Passage shown -
Vahe Gregorian

Why Tyrann Mathieu and the ‘Honey Badger’ were at odds, and how they came to co-exist

To watch Chiefs safety Tyrann Mathieu play football is to know he has a keen sense of purpose and self. And you might infer the same from how his teammates respond to him as a guiding star. And by his dedication to family and causes from his foundation to dog safety.

This is also a man who knows and appreciates where and what he comes from back home in Louisiana, where a heroin overdose, AIDS, a car accident and murder were among the ways he’s lost more than 20 people he considered family that he commemorates with crosses tattoed on his right leg.

“32 (his jersey number) came up the hardest way,” he posted Thursday on Twitter. “You won’t find another like me.”

Safe to say this is a person who knows what he wants from his roles in life and is at ease with his identity, which has been nothing less than a shape-shifting force on a vastly improved defense as the AFC West-champion Chiefs (11-4) prepare to play the Los Angeles Chargers in their regular-season finale Sunday at Arrowhead Stadium.

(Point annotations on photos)
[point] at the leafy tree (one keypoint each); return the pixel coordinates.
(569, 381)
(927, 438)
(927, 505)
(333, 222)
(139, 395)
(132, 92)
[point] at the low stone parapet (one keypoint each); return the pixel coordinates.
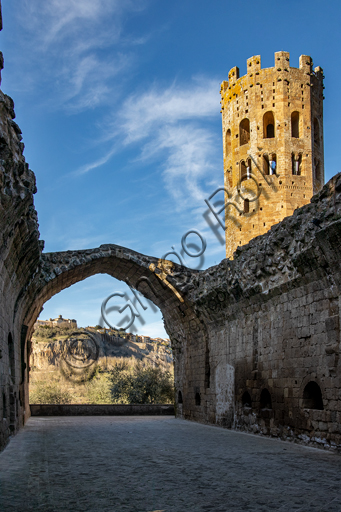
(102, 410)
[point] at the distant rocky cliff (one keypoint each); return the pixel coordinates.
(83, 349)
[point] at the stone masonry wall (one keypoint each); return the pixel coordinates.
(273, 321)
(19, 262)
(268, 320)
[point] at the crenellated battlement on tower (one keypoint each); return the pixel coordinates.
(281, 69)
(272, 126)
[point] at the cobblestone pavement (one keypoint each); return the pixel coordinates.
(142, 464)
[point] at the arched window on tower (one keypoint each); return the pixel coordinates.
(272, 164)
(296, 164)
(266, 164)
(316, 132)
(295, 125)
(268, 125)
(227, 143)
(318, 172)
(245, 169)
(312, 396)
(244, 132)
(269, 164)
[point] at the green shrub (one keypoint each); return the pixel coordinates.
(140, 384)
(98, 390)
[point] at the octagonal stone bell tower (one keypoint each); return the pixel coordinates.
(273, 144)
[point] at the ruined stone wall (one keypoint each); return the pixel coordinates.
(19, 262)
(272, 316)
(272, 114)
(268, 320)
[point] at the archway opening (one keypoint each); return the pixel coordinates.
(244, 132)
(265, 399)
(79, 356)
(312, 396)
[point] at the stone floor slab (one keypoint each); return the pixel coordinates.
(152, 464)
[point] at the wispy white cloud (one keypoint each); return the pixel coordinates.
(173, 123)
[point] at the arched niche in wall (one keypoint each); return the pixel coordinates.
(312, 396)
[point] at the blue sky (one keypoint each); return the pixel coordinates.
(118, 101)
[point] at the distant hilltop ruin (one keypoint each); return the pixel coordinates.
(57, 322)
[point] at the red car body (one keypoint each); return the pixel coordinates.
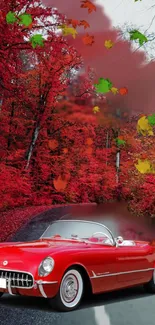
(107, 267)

Written exercise - Please state how, according to the column about Tyrann Mathieu, he commemorates the people he considered family whom he has lost. The rows are separate material with no connection to the column about Tyrann Mathieu.

Output for this exercise - With crosses tattooed on his right leg.